# Selected passage
+---+
Add xstats support for ntb rawdev.
Support tx-packets, tx-bytes, tx-errors and
rx-packets, rx-bytes, rx-missed.

Signed-off-by: Xiaoyun Li <xiaoyun.li@intel.com>
---
 drivers/raw/ntb/ntb.c | 135 ++++++++++++++++++++++++++++++++++++------
 drivers/raw/ntb/ntb.h |  11 ++++
 2 files changed, 128 insertions(+), 18 deletions(-)

diff --git a/drivers/raw/ntb/ntb.c b/drivers/raw/ntb/ntb.c
index 02784a134..7f26f8a4b 100644
--- a/drivers/raw/ntb/ntb.c
+++ b/drivers/raw/ntb/ntb.c
@@ -30,6 +30,17 @@ static const struct rte_pci_id pci_id_ntb_map[] = {
 	{ .vendor_id = 0, /* sentinel */ },
 };
 
+/* Align with enum ntb_xstats_idx */
+static struct rte_rawdev_xstats_name ntb_xstats_names[] = {
+	{"Tx-packets"},
+	{"Tx-bytes"},
+	{"Tx-errors"},
+	{"Rx-packets"},
+	{"Rx-bytes"},
+	{"Rx-missed"},
+};
+#define NTB_XSTATS_NUM RTE_DIM(ntb_xstats_names)
+---+
# Task instructions
Which three receive-side statistics does the patch add support for? The rows have no connection to the patch above.

# Given data
+---+
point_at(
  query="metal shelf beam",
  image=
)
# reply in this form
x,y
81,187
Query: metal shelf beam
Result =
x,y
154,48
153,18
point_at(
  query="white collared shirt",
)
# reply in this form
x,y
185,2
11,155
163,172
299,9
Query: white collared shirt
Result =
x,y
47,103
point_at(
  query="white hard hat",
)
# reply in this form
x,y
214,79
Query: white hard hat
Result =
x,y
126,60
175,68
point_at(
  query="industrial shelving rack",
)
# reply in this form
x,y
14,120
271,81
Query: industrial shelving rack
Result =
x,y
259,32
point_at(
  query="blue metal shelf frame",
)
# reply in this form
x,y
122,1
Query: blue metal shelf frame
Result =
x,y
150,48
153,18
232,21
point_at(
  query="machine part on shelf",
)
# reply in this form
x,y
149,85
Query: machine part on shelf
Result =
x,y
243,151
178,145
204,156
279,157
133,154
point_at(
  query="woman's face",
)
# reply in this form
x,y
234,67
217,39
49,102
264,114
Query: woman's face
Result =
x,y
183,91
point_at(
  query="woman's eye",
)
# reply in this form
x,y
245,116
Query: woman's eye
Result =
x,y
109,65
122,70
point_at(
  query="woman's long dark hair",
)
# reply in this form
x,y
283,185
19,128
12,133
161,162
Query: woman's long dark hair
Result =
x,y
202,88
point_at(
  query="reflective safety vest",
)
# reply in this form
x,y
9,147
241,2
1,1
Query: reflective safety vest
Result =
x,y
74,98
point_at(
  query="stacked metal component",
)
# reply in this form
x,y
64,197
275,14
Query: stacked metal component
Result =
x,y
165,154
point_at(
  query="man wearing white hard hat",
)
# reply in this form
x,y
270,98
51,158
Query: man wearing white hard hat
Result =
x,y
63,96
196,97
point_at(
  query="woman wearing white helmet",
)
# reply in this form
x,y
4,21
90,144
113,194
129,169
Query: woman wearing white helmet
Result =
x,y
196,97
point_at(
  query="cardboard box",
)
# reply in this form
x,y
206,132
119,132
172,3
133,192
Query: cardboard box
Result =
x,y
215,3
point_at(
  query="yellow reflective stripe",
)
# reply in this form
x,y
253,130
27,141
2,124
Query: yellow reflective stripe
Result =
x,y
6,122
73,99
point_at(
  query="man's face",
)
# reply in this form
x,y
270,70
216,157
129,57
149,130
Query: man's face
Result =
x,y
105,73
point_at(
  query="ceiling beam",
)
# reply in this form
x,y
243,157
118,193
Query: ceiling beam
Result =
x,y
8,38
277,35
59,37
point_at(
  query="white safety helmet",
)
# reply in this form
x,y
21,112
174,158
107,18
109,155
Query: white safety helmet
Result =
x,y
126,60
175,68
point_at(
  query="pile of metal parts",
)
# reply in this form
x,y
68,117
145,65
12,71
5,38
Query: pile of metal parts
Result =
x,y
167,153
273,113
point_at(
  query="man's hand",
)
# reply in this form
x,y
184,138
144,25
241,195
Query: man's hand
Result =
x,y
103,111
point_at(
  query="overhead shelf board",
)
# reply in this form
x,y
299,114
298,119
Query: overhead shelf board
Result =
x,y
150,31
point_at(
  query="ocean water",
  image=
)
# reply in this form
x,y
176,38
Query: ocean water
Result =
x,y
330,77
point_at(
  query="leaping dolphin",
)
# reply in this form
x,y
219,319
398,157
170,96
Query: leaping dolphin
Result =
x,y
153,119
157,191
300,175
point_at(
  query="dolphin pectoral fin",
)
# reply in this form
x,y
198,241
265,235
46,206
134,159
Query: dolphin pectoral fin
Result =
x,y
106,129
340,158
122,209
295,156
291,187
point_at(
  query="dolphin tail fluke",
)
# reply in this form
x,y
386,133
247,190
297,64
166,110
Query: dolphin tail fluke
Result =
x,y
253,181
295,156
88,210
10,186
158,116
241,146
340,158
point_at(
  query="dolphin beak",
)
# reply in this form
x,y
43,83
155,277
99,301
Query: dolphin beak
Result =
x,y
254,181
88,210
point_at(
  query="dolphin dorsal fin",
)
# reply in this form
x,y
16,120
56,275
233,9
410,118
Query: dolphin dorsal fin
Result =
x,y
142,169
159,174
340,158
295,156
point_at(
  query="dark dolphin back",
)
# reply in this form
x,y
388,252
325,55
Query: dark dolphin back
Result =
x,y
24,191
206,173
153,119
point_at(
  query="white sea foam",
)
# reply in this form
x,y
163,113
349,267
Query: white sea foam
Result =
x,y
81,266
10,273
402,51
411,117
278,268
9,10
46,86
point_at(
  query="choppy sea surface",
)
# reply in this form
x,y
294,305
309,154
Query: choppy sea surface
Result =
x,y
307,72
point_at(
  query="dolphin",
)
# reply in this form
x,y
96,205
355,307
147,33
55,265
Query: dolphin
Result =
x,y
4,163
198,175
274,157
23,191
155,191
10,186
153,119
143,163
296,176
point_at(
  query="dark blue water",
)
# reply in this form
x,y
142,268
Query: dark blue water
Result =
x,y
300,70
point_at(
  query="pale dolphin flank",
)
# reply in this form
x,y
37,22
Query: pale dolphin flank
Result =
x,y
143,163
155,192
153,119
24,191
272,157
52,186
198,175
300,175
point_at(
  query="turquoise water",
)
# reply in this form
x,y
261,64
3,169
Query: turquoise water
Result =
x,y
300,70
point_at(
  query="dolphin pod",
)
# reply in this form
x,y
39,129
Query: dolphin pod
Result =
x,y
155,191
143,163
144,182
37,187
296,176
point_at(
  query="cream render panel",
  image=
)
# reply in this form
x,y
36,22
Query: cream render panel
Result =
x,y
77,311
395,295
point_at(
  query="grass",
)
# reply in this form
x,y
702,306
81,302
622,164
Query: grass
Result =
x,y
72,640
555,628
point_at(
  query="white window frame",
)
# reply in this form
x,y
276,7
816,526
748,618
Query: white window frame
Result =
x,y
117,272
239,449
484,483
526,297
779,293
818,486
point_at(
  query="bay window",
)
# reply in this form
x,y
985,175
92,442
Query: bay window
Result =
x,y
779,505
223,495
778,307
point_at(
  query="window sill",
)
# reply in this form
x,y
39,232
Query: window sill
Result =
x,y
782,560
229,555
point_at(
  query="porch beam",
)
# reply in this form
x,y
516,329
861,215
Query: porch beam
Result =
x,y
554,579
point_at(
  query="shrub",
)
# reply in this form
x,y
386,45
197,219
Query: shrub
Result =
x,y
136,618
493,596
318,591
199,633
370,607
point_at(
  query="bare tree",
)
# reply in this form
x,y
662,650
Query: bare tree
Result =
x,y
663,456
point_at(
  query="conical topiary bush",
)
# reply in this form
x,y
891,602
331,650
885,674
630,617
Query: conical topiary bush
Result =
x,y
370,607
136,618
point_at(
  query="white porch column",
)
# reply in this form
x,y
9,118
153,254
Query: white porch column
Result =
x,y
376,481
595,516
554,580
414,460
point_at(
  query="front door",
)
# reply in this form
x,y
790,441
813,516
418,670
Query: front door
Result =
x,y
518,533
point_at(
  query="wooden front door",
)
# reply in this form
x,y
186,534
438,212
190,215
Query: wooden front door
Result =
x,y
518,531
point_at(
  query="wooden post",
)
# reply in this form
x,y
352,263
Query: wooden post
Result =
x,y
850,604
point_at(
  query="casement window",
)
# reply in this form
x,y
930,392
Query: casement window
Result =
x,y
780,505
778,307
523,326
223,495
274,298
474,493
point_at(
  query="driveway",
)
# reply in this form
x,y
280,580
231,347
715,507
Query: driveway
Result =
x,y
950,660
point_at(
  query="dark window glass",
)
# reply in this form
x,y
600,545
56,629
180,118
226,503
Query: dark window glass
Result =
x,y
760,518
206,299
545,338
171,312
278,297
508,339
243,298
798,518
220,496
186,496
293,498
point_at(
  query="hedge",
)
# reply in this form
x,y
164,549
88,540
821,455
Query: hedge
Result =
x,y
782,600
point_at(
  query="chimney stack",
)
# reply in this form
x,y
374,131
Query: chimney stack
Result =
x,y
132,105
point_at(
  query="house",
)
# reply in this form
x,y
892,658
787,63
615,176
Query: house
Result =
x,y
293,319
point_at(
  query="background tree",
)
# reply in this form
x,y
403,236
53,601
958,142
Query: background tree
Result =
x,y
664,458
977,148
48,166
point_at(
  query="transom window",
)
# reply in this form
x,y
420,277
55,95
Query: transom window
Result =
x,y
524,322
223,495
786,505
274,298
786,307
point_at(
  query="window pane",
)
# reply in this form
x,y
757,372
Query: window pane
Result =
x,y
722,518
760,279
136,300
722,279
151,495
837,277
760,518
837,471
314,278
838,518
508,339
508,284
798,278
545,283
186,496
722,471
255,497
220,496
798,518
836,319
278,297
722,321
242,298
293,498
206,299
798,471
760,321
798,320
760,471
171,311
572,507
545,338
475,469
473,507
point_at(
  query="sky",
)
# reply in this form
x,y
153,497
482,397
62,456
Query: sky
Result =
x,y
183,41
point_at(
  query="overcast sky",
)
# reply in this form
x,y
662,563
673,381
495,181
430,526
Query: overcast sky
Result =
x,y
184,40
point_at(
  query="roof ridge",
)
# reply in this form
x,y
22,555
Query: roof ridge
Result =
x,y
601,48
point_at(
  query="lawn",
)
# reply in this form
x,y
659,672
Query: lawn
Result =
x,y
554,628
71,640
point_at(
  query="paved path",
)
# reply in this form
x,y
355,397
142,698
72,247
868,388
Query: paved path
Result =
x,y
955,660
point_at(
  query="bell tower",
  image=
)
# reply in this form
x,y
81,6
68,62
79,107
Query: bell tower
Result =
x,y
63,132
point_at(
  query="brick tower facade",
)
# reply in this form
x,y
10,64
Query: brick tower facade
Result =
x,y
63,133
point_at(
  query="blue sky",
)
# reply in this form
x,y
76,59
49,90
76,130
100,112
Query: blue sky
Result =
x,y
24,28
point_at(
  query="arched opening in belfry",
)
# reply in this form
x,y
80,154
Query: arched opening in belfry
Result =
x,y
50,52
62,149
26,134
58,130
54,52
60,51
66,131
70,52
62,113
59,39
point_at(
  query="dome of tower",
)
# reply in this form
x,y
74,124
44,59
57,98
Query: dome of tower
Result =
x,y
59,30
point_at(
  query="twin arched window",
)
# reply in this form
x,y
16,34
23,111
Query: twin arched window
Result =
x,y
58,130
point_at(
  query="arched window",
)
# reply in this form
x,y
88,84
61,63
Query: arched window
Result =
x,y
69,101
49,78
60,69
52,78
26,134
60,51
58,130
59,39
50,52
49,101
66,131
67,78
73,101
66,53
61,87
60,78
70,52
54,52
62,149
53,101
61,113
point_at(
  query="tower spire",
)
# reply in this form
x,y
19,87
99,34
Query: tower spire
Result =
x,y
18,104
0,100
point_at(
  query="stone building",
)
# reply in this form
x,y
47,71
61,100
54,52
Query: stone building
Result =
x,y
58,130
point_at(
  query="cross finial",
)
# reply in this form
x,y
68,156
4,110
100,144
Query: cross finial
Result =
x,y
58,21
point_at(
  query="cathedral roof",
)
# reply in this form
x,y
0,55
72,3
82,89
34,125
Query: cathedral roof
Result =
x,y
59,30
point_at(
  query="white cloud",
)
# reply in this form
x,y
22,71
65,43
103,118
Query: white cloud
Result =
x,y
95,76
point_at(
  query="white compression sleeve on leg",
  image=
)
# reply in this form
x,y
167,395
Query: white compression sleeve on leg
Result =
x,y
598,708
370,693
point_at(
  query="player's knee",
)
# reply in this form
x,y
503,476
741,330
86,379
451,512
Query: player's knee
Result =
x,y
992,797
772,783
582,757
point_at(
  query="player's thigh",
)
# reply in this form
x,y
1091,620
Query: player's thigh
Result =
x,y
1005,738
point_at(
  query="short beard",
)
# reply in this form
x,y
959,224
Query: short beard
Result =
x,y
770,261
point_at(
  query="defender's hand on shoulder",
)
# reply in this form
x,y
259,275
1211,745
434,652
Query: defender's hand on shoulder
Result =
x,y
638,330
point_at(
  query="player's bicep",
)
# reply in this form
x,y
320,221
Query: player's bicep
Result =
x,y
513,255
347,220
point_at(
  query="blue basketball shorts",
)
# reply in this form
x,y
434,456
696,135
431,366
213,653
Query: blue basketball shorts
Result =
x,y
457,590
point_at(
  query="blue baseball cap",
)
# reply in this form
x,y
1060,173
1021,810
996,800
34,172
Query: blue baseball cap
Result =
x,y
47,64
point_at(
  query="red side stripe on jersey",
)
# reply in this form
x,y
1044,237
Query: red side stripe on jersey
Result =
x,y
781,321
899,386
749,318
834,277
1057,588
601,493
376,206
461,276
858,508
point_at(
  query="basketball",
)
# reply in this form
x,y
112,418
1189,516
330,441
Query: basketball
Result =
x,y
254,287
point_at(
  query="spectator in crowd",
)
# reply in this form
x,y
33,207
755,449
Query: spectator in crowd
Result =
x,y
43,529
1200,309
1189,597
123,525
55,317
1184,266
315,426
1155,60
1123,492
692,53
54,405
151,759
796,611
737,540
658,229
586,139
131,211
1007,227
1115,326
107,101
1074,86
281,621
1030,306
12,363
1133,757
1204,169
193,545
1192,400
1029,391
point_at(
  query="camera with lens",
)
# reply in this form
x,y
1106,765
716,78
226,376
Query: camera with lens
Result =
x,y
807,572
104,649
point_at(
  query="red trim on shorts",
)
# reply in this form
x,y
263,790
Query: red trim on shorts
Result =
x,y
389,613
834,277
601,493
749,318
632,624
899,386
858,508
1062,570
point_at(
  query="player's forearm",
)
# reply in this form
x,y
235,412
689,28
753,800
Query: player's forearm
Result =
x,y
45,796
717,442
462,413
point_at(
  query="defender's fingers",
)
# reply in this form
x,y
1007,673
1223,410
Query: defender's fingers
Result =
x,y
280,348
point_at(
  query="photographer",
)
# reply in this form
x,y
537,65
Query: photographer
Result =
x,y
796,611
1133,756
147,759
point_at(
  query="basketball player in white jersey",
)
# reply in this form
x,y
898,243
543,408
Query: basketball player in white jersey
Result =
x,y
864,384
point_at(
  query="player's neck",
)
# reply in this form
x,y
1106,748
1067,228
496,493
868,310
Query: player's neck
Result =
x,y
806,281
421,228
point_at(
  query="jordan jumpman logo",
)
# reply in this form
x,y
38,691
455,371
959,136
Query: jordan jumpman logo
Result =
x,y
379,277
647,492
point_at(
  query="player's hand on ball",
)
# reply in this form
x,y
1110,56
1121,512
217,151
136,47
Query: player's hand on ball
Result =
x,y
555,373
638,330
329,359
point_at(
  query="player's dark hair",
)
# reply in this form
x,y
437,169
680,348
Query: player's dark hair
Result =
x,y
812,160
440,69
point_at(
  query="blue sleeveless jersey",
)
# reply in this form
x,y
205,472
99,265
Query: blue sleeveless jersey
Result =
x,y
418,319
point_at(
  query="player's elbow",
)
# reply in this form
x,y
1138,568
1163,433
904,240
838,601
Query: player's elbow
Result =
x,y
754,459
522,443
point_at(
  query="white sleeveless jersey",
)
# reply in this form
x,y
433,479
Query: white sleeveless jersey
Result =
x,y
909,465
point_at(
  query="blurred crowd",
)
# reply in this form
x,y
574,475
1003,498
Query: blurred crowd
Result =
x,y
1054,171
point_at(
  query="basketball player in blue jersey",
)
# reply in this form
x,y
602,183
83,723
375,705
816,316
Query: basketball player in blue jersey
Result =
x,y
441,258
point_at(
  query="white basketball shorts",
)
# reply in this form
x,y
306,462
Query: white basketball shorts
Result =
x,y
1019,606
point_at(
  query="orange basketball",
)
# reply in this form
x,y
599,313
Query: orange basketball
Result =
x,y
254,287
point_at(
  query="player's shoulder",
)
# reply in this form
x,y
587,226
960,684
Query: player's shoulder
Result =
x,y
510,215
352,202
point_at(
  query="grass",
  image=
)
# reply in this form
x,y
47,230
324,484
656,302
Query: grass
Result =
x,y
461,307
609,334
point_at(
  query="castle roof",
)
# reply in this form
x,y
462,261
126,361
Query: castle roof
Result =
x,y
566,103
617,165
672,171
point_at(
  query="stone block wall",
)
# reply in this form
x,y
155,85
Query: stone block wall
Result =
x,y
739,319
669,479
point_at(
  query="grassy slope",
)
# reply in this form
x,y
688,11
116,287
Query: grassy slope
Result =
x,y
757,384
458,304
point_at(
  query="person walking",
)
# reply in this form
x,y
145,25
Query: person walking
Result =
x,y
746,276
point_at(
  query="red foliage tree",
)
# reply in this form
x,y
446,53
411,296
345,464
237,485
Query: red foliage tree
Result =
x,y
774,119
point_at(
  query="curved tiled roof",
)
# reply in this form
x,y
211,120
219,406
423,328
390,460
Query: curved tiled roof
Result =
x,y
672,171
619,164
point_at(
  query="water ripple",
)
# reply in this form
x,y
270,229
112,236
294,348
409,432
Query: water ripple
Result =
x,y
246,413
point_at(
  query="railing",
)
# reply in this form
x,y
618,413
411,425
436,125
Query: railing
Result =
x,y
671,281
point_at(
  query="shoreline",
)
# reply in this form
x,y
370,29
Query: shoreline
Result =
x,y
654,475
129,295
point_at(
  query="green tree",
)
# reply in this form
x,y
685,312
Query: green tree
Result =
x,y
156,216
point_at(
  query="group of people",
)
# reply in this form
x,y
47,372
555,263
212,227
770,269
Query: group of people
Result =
+---+
# Correct output
rx-packets, rx-bytes and rx-missed